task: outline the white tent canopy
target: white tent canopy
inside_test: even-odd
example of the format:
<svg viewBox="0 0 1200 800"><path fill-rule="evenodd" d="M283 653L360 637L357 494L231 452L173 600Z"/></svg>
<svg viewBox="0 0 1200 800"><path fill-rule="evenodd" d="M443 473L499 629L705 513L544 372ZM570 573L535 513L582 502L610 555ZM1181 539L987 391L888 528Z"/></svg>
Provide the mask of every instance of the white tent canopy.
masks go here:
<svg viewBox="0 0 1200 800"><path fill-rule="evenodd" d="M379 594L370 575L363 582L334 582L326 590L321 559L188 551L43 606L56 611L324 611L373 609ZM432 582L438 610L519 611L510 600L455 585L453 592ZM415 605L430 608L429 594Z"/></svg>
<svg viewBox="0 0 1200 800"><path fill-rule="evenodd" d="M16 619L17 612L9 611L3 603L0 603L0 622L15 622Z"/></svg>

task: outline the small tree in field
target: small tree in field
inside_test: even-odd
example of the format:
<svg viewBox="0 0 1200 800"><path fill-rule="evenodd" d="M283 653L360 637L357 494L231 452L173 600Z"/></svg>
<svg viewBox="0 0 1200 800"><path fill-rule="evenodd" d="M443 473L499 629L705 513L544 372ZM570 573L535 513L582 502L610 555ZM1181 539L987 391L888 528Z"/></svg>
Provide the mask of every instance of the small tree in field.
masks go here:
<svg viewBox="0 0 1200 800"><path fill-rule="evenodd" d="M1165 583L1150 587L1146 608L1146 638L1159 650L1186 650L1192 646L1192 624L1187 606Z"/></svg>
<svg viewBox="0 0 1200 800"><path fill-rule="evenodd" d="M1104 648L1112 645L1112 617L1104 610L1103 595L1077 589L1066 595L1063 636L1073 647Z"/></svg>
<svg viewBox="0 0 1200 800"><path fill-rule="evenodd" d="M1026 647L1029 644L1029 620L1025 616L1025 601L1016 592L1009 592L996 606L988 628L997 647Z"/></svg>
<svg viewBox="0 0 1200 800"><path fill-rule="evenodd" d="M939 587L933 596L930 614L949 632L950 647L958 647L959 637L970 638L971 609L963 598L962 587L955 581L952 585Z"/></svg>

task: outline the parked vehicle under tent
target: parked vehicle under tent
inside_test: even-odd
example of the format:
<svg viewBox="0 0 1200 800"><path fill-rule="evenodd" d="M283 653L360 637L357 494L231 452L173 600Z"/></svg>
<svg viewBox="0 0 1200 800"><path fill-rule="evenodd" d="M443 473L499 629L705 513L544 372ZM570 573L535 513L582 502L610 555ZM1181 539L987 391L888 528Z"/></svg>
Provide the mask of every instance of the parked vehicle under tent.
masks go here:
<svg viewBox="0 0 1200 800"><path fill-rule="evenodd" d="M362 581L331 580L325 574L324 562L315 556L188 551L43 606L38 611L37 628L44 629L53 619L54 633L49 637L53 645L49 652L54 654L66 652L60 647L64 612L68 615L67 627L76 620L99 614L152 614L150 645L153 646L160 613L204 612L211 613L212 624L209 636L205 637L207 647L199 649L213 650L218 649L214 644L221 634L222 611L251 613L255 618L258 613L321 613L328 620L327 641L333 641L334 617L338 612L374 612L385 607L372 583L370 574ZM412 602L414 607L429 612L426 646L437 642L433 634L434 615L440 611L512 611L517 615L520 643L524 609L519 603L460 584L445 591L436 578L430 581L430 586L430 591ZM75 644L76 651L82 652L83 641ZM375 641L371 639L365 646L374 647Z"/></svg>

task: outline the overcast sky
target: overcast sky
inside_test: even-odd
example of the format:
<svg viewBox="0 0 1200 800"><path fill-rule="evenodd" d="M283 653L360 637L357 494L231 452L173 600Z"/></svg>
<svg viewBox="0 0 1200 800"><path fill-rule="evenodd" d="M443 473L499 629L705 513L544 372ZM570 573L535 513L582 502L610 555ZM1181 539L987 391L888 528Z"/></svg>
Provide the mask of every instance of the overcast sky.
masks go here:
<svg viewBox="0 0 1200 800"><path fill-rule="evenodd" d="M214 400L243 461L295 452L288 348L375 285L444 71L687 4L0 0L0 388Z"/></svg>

━━━

TASK DIRECTIONS → Work through the listing above and report how many lines include the string "outline", with no other text.

EXERCISE ANSWER → 4